Items drawn from a data source
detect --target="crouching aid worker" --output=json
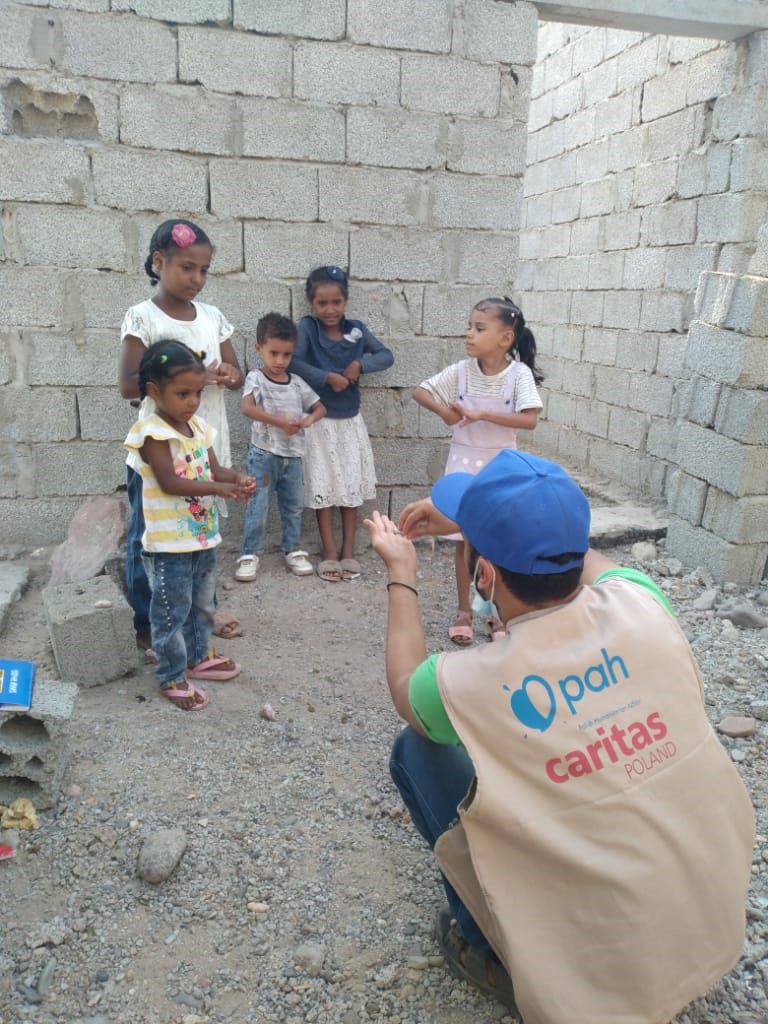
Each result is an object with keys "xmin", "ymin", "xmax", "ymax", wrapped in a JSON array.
[{"xmin": 367, "ymin": 451, "xmax": 755, "ymax": 1024}]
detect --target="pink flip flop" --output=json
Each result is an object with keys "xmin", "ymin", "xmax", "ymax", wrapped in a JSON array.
[
  {"xmin": 160, "ymin": 679, "xmax": 209, "ymax": 711},
  {"xmin": 186, "ymin": 650, "xmax": 241, "ymax": 683}
]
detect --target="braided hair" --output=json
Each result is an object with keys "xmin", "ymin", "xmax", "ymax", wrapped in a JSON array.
[
  {"xmin": 474, "ymin": 295, "xmax": 544, "ymax": 384},
  {"xmin": 138, "ymin": 338, "xmax": 206, "ymax": 398},
  {"xmin": 144, "ymin": 220, "xmax": 213, "ymax": 285}
]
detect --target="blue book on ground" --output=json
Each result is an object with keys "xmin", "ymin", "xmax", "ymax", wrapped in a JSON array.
[{"xmin": 0, "ymin": 657, "xmax": 37, "ymax": 712}]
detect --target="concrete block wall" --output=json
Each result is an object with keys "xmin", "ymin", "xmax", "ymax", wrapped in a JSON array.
[
  {"xmin": 0, "ymin": 0, "xmax": 540, "ymax": 544},
  {"xmin": 515, "ymin": 23, "xmax": 768, "ymax": 509}
]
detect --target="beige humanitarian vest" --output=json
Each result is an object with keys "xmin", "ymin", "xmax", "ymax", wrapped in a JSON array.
[{"xmin": 436, "ymin": 579, "xmax": 755, "ymax": 1024}]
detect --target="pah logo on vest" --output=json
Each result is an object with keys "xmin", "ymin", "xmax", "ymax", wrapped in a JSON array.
[{"xmin": 502, "ymin": 647, "xmax": 630, "ymax": 732}]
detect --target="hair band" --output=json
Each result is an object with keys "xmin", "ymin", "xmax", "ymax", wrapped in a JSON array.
[{"xmin": 171, "ymin": 224, "xmax": 198, "ymax": 249}]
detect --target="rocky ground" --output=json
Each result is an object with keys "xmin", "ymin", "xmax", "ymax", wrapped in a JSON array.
[{"xmin": 0, "ymin": 544, "xmax": 768, "ymax": 1024}]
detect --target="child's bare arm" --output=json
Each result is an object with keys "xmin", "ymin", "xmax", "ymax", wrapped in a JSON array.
[
  {"xmin": 141, "ymin": 437, "xmax": 238, "ymax": 498},
  {"xmin": 412, "ymin": 387, "xmax": 461, "ymax": 427}
]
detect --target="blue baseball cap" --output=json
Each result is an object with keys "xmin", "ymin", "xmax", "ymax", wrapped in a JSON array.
[{"xmin": 431, "ymin": 449, "xmax": 590, "ymax": 575}]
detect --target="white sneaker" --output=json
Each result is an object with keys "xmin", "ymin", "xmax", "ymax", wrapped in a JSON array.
[
  {"xmin": 286, "ymin": 551, "xmax": 314, "ymax": 575},
  {"xmin": 234, "ymin": 555, "xmax": 259, "ymax": 583}
]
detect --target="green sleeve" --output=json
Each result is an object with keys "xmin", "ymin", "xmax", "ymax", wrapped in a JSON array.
[
  {"xmin": 595, "ymin": 567, "xmax": 675, "ymax": 616},
  {"xmin": 409, "ymin": 654, "xmax": 461, "ymax": 746}
]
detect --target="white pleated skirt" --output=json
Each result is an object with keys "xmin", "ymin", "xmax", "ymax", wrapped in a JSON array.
[{"xmin": 304, "ymin": 413, "xmax": 376, "ymax": 509}]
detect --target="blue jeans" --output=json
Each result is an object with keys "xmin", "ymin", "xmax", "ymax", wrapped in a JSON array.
[
  {"xmin": 240, "ymin": 444, "xmax": 304, "ymax": 555},
  {"xmin": 389, "ymin": 726, "xmax": 492, "ymax": 952},
  {"xmin": 125, "ymin": 466, "xmax": 152, "ymax": 633},
  {"xmin": 142, "ymin": 548, "xmax": 216, "ymax": 686}
]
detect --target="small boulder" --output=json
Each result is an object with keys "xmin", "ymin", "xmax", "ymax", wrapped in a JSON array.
[
  {"xmin": 137, "ymin": 828, "xmax": 186, "ymax": 885},
  {"xmin": 718, "ymin": 715, "xmax": 758, "ymax": 739}
]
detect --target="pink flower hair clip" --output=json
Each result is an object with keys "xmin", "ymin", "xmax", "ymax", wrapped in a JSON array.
[{"xmin": 171, "ymin": 224, "xmax": 198, "ymax": 249}]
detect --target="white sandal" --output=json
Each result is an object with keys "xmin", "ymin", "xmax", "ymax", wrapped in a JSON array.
[{"xmin": 286, "ymin": 551, "xmax": 314, "ymax": 575}]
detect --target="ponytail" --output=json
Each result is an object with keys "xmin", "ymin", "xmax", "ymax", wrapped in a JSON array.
[{"xmin": 475, "ymin": 295, "xmax": 544, "ymax": 384}]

Stated goal: How many lines in the items above contain the string "hair", with case counting? Give only the number.

Answer for this exercise: 3